[Point localization data]
■ ■ ■ ■
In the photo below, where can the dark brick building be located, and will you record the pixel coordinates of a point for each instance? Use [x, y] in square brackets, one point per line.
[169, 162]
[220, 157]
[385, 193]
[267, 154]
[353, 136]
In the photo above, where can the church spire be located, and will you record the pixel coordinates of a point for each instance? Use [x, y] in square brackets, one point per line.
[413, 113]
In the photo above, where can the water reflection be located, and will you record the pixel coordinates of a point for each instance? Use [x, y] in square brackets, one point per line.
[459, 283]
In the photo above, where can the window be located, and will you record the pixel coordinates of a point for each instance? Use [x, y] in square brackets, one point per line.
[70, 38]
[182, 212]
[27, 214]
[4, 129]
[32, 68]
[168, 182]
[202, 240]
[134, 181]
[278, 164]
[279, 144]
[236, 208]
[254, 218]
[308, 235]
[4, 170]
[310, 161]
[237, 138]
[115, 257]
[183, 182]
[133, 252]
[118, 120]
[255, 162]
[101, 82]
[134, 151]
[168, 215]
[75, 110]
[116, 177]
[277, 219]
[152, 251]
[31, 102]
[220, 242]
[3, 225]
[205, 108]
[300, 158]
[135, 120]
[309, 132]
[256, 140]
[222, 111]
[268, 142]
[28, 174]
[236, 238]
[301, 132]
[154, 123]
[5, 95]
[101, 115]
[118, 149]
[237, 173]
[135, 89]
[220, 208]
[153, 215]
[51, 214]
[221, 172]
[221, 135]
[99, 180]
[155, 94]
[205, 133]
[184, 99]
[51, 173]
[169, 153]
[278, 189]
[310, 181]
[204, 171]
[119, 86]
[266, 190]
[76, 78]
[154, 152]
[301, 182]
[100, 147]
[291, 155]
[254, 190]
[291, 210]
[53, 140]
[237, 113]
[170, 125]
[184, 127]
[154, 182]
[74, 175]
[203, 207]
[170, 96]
■ ■ ■ ■
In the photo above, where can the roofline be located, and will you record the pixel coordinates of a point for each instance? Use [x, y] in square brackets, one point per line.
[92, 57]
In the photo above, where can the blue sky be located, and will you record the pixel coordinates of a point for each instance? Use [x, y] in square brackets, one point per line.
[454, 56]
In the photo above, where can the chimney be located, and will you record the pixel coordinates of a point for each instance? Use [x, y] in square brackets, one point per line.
■ ■ ■ ■
■ **What you are asked to do**: Copy the lines above exactly. Start with the line containing "In the photo above, where can the blue", end with the line containing "In the photo above, where can the chimney", and include both.

■ **Reply to the exercise**:
In the photo above, where can the blue sky be located, and will you record the pixel coordinates of a point for each instance? Use [x, y] in square brackets, one point per line.
[454, 56]
In the photo above, where can the chimney be located, and will you record the pixel coordinates of a point for each instance? Use [x, y] in square brackets, one point per line.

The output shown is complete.